─── ТЕКСТ СТРАНИЦЫ
Исповедь священника перед Церковью
Шрифт:
Так мы шли с ним в Киев. Каждый день мы в поле молились Богу, каждый день мы в поле беседовали о Боге, о царстве небесном. Легко было у нас на душе. Мы чувствовали себя владыками, царями на земле. Вся природа как бы ликовала с нами. Я особенно хорошо чувствовал себя, когда приходилось идти нам по полям и лесам. Будили мою душу жаворонки, соловьи, дрозды, щеглы, журавли, вообще все птицы, животные, леса и травы, а ночью звезды небесные. Шли мы так двадцать суток, на двадцать первом дне вступили мы в Киев. Здесь меня особенно поразило лаврское пение: мне казалось, если бы дьявол хотя бы один раз заглянул в Успенский храм этой лавры, то он, услышав лаврское пение, наверно покаялся бы.
──────
─── ИСХОДНЫЕ СТРОКИ
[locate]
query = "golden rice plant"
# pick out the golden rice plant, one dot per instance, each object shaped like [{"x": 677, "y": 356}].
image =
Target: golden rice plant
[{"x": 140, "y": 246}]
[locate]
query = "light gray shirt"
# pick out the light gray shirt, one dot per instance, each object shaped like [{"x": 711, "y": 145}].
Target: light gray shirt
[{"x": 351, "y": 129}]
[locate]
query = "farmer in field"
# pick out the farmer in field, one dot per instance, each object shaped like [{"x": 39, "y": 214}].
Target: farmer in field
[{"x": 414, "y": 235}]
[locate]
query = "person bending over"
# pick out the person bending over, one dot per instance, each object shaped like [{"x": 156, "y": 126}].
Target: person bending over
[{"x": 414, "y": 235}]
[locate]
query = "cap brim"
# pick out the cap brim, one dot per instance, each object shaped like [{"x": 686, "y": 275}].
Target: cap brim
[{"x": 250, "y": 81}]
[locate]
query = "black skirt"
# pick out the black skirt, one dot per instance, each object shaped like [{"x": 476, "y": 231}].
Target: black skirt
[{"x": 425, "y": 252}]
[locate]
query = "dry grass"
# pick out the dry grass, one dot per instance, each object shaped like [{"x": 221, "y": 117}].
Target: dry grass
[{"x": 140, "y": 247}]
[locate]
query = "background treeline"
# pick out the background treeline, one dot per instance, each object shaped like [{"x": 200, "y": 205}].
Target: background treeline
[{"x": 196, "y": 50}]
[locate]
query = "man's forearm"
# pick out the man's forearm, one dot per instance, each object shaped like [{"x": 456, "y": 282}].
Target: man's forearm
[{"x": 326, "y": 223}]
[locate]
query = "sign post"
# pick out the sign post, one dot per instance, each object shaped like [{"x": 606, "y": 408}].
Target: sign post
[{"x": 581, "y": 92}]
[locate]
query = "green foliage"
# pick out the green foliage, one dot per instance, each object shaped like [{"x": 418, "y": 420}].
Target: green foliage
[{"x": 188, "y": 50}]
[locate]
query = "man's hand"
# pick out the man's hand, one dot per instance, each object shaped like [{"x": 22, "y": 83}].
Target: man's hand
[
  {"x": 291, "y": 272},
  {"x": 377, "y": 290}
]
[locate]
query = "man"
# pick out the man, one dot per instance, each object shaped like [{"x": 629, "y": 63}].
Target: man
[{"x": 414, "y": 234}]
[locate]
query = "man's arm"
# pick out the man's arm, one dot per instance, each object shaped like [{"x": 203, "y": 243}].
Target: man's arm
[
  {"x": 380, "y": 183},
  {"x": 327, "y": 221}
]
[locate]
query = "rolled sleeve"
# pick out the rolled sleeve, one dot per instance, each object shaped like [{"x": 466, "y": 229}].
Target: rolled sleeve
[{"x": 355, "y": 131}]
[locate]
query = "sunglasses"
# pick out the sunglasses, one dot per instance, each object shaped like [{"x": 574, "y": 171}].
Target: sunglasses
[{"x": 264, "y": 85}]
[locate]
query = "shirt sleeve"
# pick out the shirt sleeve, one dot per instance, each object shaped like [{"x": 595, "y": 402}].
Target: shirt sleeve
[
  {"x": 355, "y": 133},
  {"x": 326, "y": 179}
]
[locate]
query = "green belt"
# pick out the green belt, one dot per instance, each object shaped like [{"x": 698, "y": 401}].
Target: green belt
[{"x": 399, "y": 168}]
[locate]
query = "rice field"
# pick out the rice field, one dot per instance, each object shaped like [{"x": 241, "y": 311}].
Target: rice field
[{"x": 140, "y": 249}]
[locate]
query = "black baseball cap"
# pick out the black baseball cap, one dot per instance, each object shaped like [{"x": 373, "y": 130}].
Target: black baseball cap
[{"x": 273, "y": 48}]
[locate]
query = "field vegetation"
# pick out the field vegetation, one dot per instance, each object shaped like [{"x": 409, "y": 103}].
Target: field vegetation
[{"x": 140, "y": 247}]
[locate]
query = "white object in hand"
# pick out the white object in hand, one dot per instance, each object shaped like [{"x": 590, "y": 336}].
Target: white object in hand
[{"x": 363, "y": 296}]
──────
─── ИСХОДНЫЕ СТРОКИ
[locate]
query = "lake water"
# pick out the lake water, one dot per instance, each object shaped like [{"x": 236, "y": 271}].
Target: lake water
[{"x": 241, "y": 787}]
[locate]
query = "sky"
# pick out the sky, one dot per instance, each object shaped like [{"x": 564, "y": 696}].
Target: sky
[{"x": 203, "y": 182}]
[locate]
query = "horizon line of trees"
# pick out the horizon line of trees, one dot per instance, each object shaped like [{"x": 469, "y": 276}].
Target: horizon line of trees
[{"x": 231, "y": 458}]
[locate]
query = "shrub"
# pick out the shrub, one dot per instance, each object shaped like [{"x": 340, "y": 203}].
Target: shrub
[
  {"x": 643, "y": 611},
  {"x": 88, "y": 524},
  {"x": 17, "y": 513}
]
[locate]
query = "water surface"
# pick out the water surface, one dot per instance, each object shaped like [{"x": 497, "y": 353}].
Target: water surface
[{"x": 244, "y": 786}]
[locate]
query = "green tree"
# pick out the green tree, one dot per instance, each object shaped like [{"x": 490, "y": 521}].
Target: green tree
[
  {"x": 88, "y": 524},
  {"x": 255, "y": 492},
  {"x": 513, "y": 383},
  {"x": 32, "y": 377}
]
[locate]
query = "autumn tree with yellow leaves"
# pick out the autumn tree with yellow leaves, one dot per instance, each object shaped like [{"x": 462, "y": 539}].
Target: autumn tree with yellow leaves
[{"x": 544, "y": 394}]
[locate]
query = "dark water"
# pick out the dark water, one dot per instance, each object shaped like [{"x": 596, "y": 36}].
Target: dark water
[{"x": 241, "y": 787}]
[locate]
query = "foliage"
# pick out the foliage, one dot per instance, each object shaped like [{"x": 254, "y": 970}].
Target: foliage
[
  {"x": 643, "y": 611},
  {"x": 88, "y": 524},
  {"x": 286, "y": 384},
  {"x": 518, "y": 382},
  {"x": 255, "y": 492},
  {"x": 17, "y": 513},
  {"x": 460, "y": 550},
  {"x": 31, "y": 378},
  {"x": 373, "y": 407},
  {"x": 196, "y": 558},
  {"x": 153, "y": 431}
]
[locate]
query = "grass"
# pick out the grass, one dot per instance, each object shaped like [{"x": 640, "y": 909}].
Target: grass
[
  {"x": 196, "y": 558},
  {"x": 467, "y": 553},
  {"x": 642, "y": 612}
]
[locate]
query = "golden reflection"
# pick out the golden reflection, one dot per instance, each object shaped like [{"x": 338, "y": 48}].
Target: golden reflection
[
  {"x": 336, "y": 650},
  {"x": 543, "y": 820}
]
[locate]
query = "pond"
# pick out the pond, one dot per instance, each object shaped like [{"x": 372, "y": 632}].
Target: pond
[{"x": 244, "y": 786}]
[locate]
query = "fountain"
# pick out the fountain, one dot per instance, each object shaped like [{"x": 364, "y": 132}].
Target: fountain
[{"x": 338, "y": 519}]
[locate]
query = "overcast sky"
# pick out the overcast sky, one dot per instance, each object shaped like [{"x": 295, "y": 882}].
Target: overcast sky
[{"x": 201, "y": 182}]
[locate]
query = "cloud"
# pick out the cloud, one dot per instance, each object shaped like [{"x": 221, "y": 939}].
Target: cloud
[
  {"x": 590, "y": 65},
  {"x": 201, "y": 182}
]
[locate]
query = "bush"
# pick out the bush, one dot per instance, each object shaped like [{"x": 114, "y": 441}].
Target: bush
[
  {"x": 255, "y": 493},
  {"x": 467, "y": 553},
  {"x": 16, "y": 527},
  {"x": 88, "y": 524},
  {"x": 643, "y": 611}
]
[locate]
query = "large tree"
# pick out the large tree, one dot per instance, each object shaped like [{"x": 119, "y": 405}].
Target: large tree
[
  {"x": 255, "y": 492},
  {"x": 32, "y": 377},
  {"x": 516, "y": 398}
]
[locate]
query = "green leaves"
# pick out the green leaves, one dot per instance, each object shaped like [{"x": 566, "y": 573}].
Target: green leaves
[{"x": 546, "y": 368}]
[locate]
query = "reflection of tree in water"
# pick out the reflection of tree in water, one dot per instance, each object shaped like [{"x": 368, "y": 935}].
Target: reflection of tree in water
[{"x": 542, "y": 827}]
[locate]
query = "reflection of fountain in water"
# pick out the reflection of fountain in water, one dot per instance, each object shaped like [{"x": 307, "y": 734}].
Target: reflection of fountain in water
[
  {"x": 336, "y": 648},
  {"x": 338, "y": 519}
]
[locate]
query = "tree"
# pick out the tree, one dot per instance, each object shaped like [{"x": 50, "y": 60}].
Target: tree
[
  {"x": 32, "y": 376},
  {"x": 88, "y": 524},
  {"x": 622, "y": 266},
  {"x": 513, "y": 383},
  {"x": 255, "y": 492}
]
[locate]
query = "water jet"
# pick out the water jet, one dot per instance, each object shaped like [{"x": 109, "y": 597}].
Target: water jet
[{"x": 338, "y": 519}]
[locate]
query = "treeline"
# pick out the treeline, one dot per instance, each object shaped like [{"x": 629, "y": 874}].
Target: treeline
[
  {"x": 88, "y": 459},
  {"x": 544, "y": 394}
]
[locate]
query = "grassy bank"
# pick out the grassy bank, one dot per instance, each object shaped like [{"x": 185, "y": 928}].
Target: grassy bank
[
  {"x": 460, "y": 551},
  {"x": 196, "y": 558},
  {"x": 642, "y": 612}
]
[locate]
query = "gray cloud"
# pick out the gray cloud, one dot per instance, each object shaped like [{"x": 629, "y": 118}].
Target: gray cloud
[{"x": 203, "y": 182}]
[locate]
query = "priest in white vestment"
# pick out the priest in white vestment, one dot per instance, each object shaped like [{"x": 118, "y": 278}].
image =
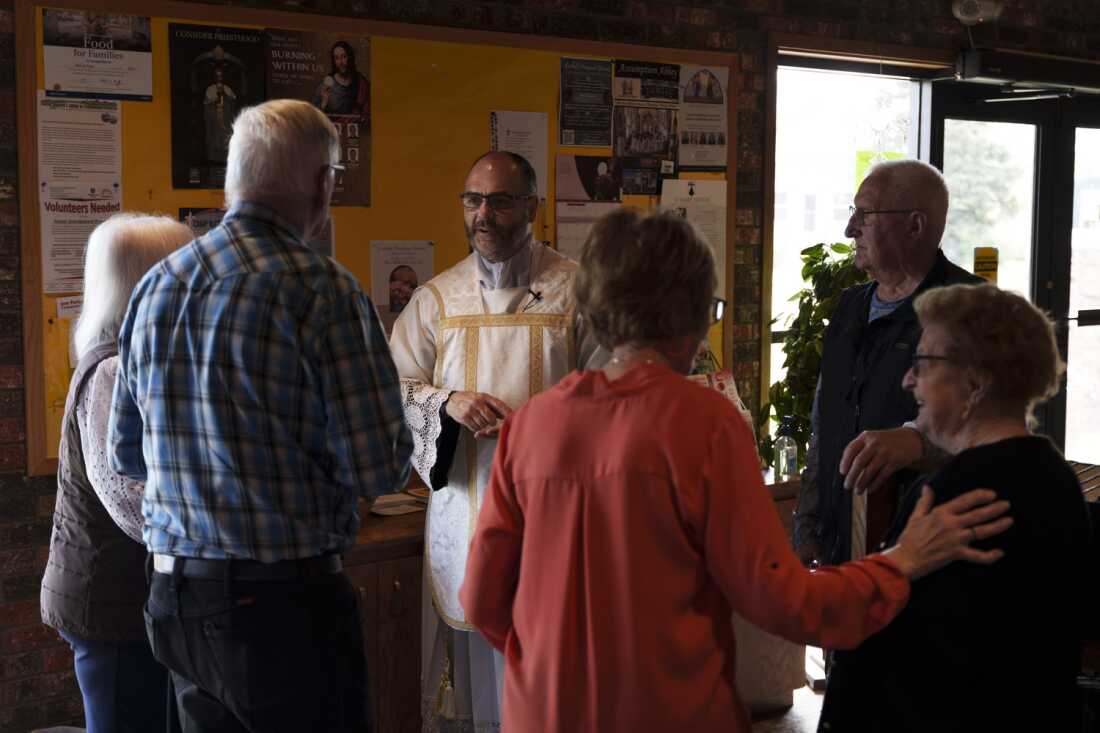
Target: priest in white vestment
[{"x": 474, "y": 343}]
──────
- ЧТО НУЖНО СДЕЛАТЬ
1. Перечислите всех птиц, которых рассказ о пути в Киев называет по названию.
2. Выпишите каждую строку, где встречается слово «lake».
Текст и строки никак не связаны между собой.

- ОТВЕТЫ К ЗАДАНИЯМ
1. Жаворонки, соловьи, дрозды, щеглы, журавли.

2.
query = "lake water"
# pick out the lake water, one dot per instance, each object shaped like [{"x": 236, "y": 271}].
Target: lake water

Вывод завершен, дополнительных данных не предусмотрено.